__DATASET RECORDS__.
_____

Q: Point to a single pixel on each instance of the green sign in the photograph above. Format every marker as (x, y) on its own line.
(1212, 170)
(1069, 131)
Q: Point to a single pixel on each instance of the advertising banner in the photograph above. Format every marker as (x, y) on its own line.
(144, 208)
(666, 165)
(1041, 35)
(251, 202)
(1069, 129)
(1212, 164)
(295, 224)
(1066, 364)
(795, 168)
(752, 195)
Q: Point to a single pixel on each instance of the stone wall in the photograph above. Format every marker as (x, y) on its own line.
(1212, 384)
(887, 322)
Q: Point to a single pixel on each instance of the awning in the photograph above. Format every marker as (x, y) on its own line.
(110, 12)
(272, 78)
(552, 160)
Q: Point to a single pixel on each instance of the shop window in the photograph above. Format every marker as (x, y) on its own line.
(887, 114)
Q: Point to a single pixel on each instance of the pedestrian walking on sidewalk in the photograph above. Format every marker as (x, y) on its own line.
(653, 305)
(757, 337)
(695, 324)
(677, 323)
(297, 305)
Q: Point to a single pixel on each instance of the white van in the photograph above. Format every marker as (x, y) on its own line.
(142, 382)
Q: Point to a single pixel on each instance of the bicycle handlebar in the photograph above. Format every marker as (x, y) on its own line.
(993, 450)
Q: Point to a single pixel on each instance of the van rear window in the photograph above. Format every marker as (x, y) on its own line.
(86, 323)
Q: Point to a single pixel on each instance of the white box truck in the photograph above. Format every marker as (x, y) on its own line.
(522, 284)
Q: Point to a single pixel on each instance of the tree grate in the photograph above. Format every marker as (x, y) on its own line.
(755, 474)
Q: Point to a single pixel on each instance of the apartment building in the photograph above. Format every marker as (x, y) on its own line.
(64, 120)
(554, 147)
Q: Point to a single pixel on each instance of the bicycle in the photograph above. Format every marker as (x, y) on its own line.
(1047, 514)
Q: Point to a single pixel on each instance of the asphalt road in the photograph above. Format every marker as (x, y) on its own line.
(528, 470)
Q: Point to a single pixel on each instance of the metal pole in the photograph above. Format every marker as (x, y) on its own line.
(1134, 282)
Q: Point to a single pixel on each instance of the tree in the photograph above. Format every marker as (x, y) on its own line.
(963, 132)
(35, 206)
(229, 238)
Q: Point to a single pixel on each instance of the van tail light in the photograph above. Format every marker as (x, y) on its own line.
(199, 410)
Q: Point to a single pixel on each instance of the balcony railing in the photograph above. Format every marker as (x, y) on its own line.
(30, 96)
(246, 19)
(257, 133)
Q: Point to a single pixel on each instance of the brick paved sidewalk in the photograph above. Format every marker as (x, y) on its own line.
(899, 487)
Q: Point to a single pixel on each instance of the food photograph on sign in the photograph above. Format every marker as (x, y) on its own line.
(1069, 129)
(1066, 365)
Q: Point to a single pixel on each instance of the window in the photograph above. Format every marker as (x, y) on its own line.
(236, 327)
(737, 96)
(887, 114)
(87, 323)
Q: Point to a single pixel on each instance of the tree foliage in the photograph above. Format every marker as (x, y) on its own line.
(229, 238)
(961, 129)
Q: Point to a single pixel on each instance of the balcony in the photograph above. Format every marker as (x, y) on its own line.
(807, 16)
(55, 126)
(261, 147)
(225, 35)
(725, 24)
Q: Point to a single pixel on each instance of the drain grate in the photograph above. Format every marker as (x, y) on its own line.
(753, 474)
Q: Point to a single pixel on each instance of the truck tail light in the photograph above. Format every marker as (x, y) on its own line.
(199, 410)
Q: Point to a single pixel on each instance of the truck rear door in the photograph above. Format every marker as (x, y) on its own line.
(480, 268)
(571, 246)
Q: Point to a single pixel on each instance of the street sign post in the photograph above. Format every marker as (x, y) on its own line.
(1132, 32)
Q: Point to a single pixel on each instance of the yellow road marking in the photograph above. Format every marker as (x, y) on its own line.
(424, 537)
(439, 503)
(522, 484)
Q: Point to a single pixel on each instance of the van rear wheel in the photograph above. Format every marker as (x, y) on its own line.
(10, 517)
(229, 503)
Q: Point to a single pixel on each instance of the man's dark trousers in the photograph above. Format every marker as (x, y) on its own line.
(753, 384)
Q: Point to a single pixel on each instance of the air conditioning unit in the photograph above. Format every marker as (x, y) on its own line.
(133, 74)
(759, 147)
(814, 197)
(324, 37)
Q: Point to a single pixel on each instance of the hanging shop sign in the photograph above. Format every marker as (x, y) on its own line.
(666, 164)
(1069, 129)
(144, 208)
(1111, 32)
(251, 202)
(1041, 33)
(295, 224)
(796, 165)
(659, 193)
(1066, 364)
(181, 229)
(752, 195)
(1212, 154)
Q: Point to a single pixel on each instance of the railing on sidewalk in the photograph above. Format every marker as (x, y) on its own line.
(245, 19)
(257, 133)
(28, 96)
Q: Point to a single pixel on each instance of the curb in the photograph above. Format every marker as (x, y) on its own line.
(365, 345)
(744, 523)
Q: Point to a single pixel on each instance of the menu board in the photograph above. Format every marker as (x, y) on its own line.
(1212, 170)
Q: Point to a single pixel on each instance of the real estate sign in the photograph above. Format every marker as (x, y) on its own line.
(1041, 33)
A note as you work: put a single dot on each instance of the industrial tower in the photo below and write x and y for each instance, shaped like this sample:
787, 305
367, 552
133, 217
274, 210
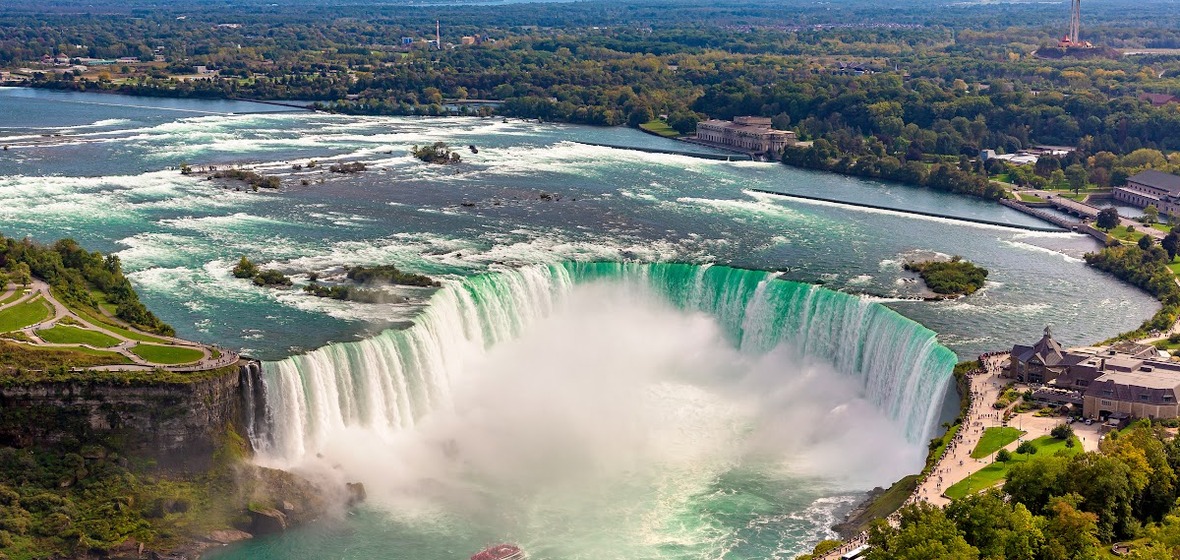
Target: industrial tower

_____

__EXERCISE DIRECTIONS__.
The string "tower" shows up in some lines of the listing. Copy each such line.

__RESULT OF THIS EXERCISE__.
A note as you work: put a single dot on each instance of the industrial tower in the photo below and write x and y for each instance, shaped like this sample:
Target: industrial tower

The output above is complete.